§ PASSAGE SHOWN:
◇ ◇ ◇ ◇ ◇

By Naledi Mashishi

Wits Education students protest against having to pay travel allowance upfront.

STUDENTS from the Wits School of Education shut down the Education Campus in Parktown on Tuesday and Wednesday in protest against changes to the funding process for travel allowances during the six weeks of teaching experience (TE).

In the past, the university gave education students cash as a travel allowance for when they went on teaching practice. However, in 2019 the university reduced the tuition fee and then added the travel allowance to the students’ fees.

Education Students’ Council (ESC) academic officer Musa Khumalo told Wits Vuvuzela that TE forms a necessary component of the PGCE degree and all four years of the Bachelor of Education (BEd) degree, and that the ESC had negotiated with the university in April 2018 to increase it to R1 500, as R1 000 was inadequate.

When TE came around in September, students were awarded R1 490, however, the university cautioned that as the additional R490 had come from a private donor, it was unsustainable and that a different solution had to be found.

Khumalo said that when the executive council of the School of Education met with the ESC in January 2019, they were informed that a TE allowance of R1 500 would be added to students’ fee statements. This meant that the university was only covering R1 000 with the reduced tuition fee, and that students would pay the additional R500.

◇ ◇ ◇ ◇ ◇

§ ENTRIES PROVIDED:

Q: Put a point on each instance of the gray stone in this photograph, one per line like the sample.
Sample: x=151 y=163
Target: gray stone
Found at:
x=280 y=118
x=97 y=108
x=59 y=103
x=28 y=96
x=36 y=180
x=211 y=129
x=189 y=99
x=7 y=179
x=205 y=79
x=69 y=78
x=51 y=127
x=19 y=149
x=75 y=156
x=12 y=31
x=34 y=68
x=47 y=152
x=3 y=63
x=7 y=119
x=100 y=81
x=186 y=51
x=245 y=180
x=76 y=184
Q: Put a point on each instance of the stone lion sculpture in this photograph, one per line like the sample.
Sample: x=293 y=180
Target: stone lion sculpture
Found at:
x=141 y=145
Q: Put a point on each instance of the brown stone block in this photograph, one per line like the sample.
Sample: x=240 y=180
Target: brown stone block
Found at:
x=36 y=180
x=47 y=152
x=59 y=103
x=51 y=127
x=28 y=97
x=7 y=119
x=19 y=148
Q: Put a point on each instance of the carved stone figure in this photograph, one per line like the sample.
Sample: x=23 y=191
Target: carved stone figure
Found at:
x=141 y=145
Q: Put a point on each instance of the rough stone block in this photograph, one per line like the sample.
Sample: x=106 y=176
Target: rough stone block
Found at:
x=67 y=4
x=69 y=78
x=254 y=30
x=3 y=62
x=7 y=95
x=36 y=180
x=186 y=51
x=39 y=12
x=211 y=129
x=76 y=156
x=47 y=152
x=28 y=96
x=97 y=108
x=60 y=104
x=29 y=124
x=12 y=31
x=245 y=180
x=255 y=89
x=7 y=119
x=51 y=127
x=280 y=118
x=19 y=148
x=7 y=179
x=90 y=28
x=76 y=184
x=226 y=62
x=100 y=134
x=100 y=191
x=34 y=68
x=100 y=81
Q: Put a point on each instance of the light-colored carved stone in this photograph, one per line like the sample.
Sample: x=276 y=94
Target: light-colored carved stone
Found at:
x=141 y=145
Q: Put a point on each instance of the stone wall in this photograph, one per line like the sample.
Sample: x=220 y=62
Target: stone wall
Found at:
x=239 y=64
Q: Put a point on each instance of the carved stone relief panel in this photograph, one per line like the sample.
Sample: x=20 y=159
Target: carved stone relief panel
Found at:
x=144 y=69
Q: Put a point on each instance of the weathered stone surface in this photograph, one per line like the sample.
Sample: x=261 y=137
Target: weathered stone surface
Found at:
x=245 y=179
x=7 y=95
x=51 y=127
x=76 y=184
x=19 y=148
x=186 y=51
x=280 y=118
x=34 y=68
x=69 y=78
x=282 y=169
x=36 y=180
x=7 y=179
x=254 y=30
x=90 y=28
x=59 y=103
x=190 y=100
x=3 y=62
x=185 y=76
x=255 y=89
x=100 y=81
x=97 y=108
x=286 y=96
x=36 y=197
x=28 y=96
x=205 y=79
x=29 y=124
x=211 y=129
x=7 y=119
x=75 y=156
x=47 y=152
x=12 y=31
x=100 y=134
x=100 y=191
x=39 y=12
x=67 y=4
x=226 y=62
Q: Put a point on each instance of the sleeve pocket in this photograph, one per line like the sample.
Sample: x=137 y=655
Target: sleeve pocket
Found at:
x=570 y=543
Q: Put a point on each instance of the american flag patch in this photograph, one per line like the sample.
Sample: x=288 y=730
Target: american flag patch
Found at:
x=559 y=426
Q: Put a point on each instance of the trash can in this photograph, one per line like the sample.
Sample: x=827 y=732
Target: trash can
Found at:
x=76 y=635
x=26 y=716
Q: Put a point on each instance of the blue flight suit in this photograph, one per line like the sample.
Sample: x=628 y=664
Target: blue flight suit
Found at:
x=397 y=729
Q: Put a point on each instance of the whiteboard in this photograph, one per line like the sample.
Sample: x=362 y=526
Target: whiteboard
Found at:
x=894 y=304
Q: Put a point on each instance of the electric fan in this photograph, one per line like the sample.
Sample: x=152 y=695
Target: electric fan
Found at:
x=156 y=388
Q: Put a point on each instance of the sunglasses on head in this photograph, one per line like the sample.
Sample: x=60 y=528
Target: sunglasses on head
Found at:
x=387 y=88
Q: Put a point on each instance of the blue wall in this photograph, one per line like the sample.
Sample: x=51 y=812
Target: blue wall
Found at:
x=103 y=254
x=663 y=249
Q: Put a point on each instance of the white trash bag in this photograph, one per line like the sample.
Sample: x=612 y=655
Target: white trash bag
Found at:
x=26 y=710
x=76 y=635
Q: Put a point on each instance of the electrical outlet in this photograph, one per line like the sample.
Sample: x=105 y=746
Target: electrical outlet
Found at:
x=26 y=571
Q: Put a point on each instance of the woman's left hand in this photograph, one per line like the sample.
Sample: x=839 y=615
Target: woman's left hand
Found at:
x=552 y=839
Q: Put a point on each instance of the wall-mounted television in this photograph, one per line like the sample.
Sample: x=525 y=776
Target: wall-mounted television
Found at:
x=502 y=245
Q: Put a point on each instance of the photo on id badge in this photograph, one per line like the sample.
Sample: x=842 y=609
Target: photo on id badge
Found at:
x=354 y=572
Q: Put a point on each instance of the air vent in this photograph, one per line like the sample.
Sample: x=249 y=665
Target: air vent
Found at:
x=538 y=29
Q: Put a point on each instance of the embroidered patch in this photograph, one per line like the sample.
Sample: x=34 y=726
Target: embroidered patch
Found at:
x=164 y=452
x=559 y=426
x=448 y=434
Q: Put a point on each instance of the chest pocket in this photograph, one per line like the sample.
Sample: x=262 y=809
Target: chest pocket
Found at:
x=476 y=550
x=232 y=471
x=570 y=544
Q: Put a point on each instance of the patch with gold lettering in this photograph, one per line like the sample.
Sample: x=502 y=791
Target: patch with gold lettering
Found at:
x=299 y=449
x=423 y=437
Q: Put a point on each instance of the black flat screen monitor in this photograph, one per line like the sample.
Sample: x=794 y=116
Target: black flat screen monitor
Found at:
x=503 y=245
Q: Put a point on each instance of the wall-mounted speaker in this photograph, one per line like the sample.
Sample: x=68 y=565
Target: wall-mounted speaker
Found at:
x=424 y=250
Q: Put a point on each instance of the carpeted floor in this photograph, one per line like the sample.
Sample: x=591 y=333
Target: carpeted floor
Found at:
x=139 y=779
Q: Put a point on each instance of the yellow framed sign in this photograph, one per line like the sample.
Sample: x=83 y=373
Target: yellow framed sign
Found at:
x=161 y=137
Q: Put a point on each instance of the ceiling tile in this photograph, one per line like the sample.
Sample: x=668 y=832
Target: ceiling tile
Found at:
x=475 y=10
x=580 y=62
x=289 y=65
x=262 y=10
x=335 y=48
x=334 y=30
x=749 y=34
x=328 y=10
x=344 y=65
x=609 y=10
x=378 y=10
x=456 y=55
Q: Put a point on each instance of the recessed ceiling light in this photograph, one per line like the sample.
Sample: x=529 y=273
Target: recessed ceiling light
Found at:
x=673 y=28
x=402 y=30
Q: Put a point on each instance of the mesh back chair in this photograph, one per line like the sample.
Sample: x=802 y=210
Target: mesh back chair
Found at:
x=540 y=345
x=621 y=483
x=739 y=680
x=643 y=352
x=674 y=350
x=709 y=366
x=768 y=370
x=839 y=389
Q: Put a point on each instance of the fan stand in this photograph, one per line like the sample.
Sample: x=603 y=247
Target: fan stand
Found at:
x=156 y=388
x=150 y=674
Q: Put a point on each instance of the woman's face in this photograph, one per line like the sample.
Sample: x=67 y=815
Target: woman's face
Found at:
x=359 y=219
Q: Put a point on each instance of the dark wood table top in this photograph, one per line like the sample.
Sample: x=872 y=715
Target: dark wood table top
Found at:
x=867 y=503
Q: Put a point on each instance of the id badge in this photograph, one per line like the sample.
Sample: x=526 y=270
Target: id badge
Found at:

◇ ◇ ◇ ◇ ◇

§ PARTS OF THE EXERCISE:
(A) Answer these questions using the article on the Wits travel allowance protest, marking your answers (i), (ii), (iii):
(i) Which campus did the students shut down, and where is it?
(ii) In what month and year did the ESC negotiate with the university to raise the allowance to R1 500?
(iii) Under the arrangement the ESC was told about in January 2019, what amount would students pay?
(B) Type out the part of the Wits travel allowance article between "STUDENTS from the" and "the students’ fees.", inclusive.

§ TASK-BY-TASK SOLUTIONS:
(A)
(i) The Education Campus in Parktown.
(ii) April 2018.
(iii) The additional R500.

(B)
STUDENTS from the Wits School of Education shut down the Education Campus in Parktown on Tuesday and Wednesday in protest against changes to the funding process for travel allowances during the six weeks of teaching experience (TE).

In the past, the university gave education students cash as a travel allowance for when they went on teaching practice. However, in 2019 the university reduced the tuition fee and then added the travel allowance to the students’ fees.